/---

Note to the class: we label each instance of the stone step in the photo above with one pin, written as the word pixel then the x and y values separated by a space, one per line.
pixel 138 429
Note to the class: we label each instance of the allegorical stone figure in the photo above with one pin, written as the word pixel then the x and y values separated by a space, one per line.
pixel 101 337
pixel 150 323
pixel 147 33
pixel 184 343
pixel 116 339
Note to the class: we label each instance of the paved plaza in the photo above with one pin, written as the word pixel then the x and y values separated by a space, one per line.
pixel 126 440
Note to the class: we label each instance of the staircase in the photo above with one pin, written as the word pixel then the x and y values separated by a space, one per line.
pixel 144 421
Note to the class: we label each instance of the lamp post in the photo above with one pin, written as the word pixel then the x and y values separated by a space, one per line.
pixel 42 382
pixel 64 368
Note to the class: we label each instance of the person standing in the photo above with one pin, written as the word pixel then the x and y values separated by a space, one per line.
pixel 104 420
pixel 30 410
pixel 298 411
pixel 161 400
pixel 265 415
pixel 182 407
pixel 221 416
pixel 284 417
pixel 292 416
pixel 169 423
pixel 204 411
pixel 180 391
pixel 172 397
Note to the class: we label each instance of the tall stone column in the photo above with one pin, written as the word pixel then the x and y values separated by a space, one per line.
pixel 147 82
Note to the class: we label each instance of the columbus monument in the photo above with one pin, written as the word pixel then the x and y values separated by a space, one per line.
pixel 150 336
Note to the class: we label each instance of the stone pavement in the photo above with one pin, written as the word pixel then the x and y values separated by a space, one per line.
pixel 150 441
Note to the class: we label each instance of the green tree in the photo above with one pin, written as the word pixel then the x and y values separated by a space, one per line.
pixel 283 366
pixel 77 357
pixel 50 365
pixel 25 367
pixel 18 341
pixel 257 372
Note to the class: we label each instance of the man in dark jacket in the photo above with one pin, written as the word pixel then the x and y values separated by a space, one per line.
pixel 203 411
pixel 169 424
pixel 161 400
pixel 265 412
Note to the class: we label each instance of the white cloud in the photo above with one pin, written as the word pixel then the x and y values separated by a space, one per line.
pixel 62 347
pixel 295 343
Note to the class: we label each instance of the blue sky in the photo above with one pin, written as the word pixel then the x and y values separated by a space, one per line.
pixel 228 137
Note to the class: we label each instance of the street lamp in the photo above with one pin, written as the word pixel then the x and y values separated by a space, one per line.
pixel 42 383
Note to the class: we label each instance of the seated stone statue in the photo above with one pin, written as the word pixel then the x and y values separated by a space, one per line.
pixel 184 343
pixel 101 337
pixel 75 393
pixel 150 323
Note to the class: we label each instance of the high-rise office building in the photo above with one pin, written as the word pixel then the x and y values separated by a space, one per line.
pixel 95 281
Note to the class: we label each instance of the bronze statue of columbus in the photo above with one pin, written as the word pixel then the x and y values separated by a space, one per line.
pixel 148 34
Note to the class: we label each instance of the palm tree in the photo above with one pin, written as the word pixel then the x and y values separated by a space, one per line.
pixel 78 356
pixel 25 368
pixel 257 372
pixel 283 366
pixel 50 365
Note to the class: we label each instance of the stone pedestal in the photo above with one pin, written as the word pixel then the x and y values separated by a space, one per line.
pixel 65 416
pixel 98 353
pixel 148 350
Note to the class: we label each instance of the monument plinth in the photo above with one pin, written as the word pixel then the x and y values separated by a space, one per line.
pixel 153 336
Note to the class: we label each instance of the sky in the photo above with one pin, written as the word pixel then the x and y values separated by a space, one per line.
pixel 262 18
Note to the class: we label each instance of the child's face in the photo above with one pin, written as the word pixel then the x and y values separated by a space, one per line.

\---

Reproduce the complete set of lines precisely as supplied.

Note to the class: we label each instance of the stone step in the photo above with one pin, written as the word pixel then the x and y values separated by a space, one per line.
pixel 138 429
Note to the class: we label each instance of the allegorical stone figure in the photo above with one pin, written as the word pixel then the x and y values separated by a space, one per line.
pixel 101 337
pixel 150 323
pixel 147 33
pixel 184 343
pixel 116 339
Note to the class: we label each instance of the paved plaza in the photo above with one pin, written as the word pixel then the x and y values separated by a space, one per line.
pixel 126 440
Note to the class: we label each instance of the staircase in the photo above with one pin, written as the word pixel then the x and y values separated by a space, one per line.
pixel 144 421
Note to the class: we label each instance of the lamp post in the photo above with one pin, written as the word pixel then the x and y values separated by a space, one per line.
pixel 42 382
pixel 64 368
Note to the class: we label each instance of the person standing in the photo above with one pin, written as the word pixel then the x and y values separated by a space, one per line.
pixel 104 420
pixel 30 410
pixel 298 411
pixel 161 400
pixel 265 415
pixel 182 407
pixel 221 416
pixel 284 417
pixel 292 416
pixel 169 423
pixel 204 411
pixel 180 391
pixel 172 397
Note to the class: we label each instance of the tall stone column in the photo above with one pin, written as the word pixel then the x and y values separated by a space, one per line.
pixel 147 82
Note to the class: we label each instance of the columbus monument in the photo above with one pin, written as the word pixel then the x and y values separated by a space, one per line.
pixel 150 336
Note to the class: we label each instance of the stone pavement in the photo above with one pin, written as the word pixel then the x and y values separated by a space, one per line.
pixel 150 441
Note to the class: we label each instance of the green tree in the photo above with one pin, written as the word pixel then the x and y values separated by a space, one per line.
pixel 283 366
pixel 77 357
pixel 50 365
pixel 25 367
pixel 18 341
pixel 257 372
Note to the class: we label each instance of the man in dark jacket in the photo above with one pin, written as the word pixel then the x and y values separated by a space, one per line.
pixel 203 411
pixel 169 424
pixel 161 400
pixel 265 412
Note to the class: we label each instance of the white cloud in the photo above with one pin, written as the word pixel then the x and y values separated by a space, one per line.
pixel 62 347
pixel 295 343
Note to the class: we label each instance of the blue sky in the photo above with one pin, written as the word pixel then the x and y values separated by a space, one per line.
pixel 228 137
Note to the class: we label each instance of the street lamp in the photo above with one pin, written as the word pixel then the x and y values separated by a space, one per line.
pixel 42 383
Note to the class: we label each instance of the seated stone statue in the photo above with one pin, written as the word pixel then the x and y values separated by a space, one per line.
pixel 184 343
pixel 101 337
pixel 75 393
pixel 150 323
Note to the class: we label each instance of the high-rise office building in the photo above with one pin, written as the word pixel then the x and y values separated by a space, one per line.
pixel 95 281
Note to the class: we label each instance of the bronze statue of columbus in the photo above with one pin, written as the word pixel then the x and y values separated by a space, one per line.
pixel 148 34
Note to the class: we label each instance of the palm tree in the photo above with one pin, written as the word pixel then the x and y values separated by a space, one per line.
pixel 78 356
pixel 25 368
pixel 257 372
pixel 283 366
pixel 50 365
Note to the class: we label each instance of the stone pedestal in the photo above with one pin, written as the word pixel then the x and y values separated by a space, one per line.
pixel 65 416
pixel 98 353
pixel 148 350
Note to the class: we label each instance of the monument plinth in the photo above with one pin, written as the word pixel then the x and y values separated by a space, one per line.
pixel 153 336
Note to the class: we label each instance of the sky in the photo above with one pin, written as the word pixel then the x and y values separated by a space, one per line.
pixel 262 18
Note to the class: we label each instance of the child's face in the photo above with one pin, written as the word pixel then the x and y values separated by a space, one per line.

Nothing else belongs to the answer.